Saved entries:
#####

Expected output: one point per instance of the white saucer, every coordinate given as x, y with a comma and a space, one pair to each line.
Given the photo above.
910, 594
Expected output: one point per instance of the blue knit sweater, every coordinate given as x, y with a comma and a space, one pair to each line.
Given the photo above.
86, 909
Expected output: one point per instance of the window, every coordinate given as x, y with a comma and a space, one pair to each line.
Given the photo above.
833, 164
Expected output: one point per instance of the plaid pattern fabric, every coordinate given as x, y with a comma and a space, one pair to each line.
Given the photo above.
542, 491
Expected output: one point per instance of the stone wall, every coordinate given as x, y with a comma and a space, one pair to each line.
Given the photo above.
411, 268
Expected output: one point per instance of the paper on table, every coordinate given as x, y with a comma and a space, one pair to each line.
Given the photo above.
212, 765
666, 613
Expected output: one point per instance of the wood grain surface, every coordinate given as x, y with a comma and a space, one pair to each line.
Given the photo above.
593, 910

#####

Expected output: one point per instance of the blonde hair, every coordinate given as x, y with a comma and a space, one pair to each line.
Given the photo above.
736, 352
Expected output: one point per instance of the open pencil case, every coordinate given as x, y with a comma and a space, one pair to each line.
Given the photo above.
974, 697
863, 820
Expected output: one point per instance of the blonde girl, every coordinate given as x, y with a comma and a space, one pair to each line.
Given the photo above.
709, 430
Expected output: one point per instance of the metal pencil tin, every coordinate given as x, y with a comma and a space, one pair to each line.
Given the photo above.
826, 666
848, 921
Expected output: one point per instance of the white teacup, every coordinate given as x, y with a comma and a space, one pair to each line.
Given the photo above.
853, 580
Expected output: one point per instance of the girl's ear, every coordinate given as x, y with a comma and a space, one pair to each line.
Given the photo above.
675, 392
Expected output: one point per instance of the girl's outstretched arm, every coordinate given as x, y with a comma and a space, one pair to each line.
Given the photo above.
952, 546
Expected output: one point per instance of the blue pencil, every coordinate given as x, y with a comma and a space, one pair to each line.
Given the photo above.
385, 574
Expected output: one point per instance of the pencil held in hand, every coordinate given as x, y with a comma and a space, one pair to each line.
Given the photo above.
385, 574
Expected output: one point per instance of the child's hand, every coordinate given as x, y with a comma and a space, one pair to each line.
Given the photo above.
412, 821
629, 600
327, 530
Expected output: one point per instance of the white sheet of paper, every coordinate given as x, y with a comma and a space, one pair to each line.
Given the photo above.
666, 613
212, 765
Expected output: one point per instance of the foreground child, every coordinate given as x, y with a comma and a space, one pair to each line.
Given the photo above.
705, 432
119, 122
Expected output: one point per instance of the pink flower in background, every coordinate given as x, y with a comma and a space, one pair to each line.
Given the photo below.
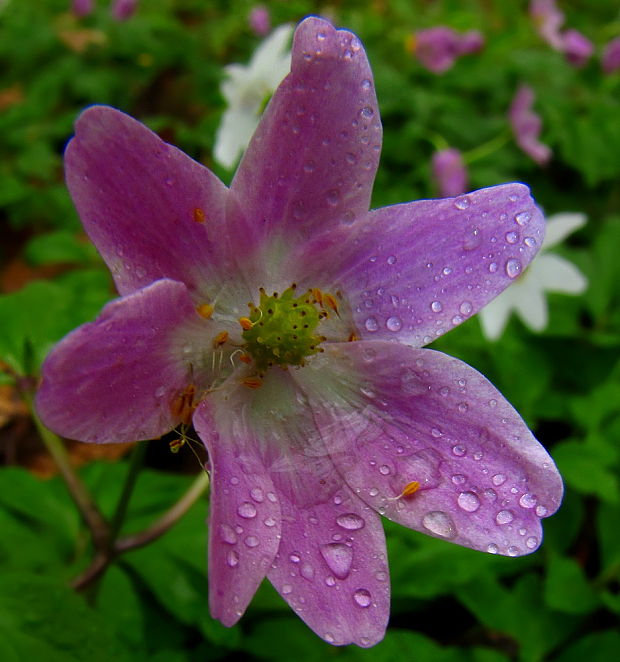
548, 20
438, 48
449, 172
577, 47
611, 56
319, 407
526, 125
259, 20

#####

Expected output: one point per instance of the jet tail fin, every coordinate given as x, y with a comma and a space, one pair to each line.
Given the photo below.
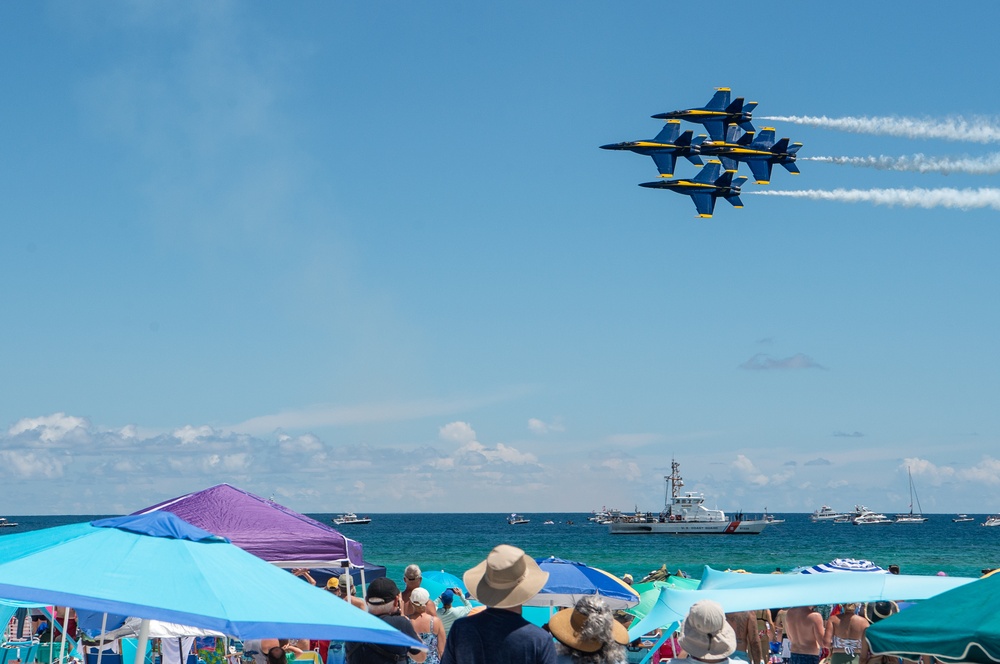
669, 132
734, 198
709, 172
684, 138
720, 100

#####

[What is being asked]
Whenever a line in the entries holds the word "pencil", copy that line.

[Response]
Expected output: one point per instance of the open pencil case, every coordinate given as x, y with a comma and a space, one pair to each line.
Expected output: one point per instance of the metal pencil tin, every coordinate given as x, y with a comma and a space, one pair to each line.
Expected output: one point per instance of the blue pencil, every coordinate given as x, y with a comma and a space, one pair to each line.
Expected output: one point per instance of the pencil held in hand, every coordinate given as x, y with a comma and a space, one pair to each line.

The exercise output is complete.